> **Quoted passage**
━━━━━━

Large numbers of people in Finland are now working from home. Both national authorities, including the government and the Institute of Occupational Health, as well as many employers have recommended (siirryt toiseen palveluun) that as many people as possible telecommute as a part of the effort to keep the spread of the novel coronavirus in check.
This huge upsurge in telecommuting may lead to significant changes in working life, impacting the whole of society.
"Now that we are following these recommendations, I'd dare to bet that we'll be seeing something of a national day of telecommuting. And I believe that it's going to continue from here on out," said Chief Policy Adviser Mika Tuuliainen of the Confederation of Finnish Industries on Monday morning.
The popularity of telecommuting has been on the rise over the past two decades. Not everyone can work from home or a café, but it is estimated that it is possible for around half of all employees in Finland to carry out at least some of their work electronically from a remote location.

━━━━━━

> **Activity 1**
Rewrite the part of the passage on telecommuting in Finland that opens with "Large numbers of" and closes with "whole of society.", changing "telecommuting" to "remote work".
> **Activity 2**
Extend the passage on telecommuting in Finland, starting after its last sentence.
The records that follow were taken from a separate source.

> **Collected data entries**
━━━━━━

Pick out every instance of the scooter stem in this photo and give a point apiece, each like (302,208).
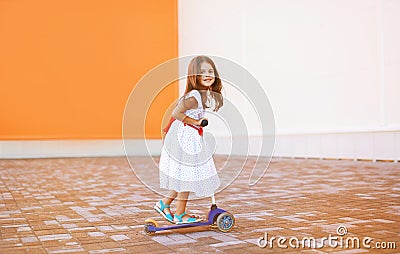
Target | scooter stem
(213,203)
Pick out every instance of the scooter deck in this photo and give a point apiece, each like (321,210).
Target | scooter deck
(210,221)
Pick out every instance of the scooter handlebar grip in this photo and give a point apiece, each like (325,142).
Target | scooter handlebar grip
(204,123)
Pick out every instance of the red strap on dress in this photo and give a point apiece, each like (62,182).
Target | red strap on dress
(199,129)
(166,129)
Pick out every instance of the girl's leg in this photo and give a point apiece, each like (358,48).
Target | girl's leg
(182,198)
(168,200)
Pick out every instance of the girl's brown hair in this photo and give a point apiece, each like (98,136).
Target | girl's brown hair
(194,83)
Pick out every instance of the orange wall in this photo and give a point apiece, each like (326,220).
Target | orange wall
(67,67)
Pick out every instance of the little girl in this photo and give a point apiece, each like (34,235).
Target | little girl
(186,164)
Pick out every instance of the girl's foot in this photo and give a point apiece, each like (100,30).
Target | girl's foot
(185,218)
(164,210)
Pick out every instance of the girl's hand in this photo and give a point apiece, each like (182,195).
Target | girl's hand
(200,120)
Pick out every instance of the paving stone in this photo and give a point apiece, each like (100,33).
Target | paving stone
(98,205)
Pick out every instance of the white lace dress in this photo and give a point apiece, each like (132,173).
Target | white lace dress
(186,163)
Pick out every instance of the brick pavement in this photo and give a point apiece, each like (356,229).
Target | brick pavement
(97,205)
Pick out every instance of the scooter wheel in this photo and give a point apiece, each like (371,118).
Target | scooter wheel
(149,223)
(225,222)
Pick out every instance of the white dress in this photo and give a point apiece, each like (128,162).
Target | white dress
(186,163)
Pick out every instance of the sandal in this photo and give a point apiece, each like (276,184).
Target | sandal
(178,219)
(160,210)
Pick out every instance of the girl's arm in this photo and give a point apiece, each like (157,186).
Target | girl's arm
(183,105)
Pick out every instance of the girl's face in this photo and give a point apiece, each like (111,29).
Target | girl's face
(206,74)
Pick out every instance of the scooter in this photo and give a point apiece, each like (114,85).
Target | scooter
(217,217)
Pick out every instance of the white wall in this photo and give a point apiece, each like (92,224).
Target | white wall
(329,68)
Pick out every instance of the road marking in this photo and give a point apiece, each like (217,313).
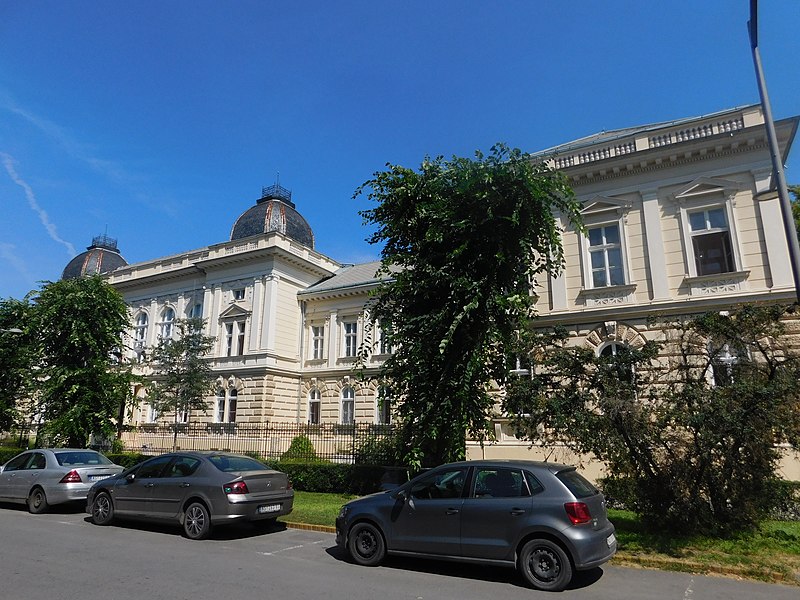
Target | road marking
(281,550)
(689,591)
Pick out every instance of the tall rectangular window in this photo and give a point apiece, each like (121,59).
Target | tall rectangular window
(711,241)
(350,339)
(348,406)
(605,256)
(318,342)
(234,338)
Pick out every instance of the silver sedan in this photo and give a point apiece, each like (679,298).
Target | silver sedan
(194,489)
(47,476)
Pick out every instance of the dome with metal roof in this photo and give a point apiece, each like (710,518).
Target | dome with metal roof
(101,257)
(274,211)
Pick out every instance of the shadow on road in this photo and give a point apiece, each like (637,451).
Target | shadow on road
(581,579)
(234,531)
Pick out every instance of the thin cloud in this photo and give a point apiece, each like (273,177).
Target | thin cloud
(8,254)
(73,148)
(8,163)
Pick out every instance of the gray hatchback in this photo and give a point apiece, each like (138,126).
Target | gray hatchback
(195,489)
(545,519)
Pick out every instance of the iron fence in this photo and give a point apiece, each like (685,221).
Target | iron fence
(346,443)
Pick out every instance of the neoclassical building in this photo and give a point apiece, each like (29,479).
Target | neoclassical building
(681,217)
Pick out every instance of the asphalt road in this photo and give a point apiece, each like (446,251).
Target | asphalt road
(62,556)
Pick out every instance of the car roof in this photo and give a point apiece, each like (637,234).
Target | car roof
(506,462)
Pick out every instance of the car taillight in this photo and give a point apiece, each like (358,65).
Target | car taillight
(71,477)
(237,487)
(578,512)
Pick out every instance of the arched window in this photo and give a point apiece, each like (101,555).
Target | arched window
(348,406)
(314,403)
(617,353)
(167,322)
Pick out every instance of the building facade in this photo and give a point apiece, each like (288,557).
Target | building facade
(681,217)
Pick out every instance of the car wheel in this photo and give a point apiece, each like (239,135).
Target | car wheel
(37,501)
(366,544)
(102,509)
(545,565)
(197,522)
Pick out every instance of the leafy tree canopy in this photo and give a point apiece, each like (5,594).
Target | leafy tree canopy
(688,424)
(463,240)
(16,360)
(79,326)
(182,376)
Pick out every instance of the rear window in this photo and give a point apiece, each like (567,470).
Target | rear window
(229,463)
(577,484)
(81,458)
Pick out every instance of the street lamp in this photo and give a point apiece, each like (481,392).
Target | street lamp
(777,164)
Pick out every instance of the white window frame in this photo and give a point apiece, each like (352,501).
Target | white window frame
(317,342)
(166,328)
(314,399)
(586,251)
(383,410)
(348,398)
(140,330)
(709,230)
(234,339)
(350,338)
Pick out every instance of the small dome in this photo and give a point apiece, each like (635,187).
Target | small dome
(101,257)
(274,211)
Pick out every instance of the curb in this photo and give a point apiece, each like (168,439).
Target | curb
(621,559)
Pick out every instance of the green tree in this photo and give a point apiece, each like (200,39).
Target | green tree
(463,241)
(690,424)
(16,360)
(182,376)
(83,386)
(795,190)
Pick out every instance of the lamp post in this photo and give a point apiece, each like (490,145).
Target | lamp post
(777,164)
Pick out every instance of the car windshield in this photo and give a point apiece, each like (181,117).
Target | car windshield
(81,458)
(230,463)
(577,484)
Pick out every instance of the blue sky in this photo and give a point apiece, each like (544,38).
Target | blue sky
(159,122)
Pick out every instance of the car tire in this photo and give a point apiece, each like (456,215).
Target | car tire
(37,501)
(545,565)
(366,544)
(102,509)
(197,521)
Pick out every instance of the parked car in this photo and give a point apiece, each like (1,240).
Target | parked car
(545,519)
(47,476)
(194,489)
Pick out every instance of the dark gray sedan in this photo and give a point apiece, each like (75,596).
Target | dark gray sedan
(194,489)
(46,476)
(545,519)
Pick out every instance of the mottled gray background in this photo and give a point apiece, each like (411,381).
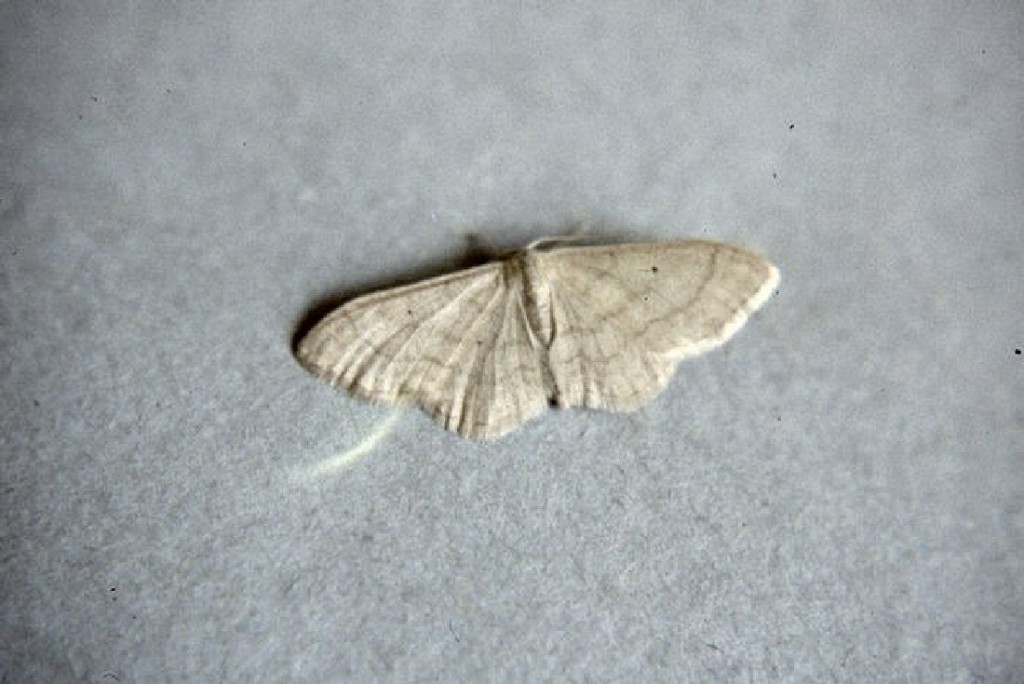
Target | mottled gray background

━━━━━━

> **Exercise response 1**
Large numbers of people in Finland are now working from home. Both national authorities, including the government and the Institute of Occupational Health, as well as many employers have recommended (siirryt toiseen palveluun) that as many people as possible telecommute as a part of the effort to keep the spread of the novel coronavirus in check.
This huge upsurge in remote work may lead to significant changes in working life, impacting the whole of society.

> **Exercise response 2**
Up until now, the opportunity to telecommute has varied from company to company and sector to sector. However, the coronavirus hasn't asked CEOs for their opinion of telecommuting and the final holdouts now have to find ways to make sure work gets done when employees cannot or will not come into the office.
"This is a sort of stress test and attitude test for the whole of Finland, and for all organisations a test of what means we can use to increase work performance regardless of location," Tuuliainen adds.
Satu Ojala, a postdoctoral researcher in social policy at Tampere University, sees the sudden boom in telecommuting as an opportunity for companies to re-examine their working practices.
"Once things are back to normal, then they can think over what worked best in the old style and what worked best in the context of telecommuting," Ojala says.
Forcing a digital leap
Anu Järvensivu, who researches working life at Helsinki's Humak University of Applied Sciences, believes that implementing these latest recommendations on telecommuting will have a broad impact. As she sees it, this is a long-awaited impetus for real practical change.
"We've long thought about digitalisation, how we could best harness it for use. Now there are pressures at many workplaces to create those digital practices," she says.
Järvensivu thinks it is probable that temporary measures prompted by the fight against the coronavirus will lead to long-term changes at businesses and in working life. These in turn will be reflected more widely in society.
"We are on the brink of major changes. These changes could become evident in both transport systems and in homes. A widespread increase in the level of telecommuting is the kind of factor that may change society an awful lot," the researcher tells Yle.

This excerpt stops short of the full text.